§ Aim of the exercise
Collect each line of the data below that contains the word "Trace".
--------------------
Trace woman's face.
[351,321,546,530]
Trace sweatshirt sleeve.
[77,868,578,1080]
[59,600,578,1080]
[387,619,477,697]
--------------------
§ Output of the task
Trace woman's face.
Trace sweatshirt sleeve.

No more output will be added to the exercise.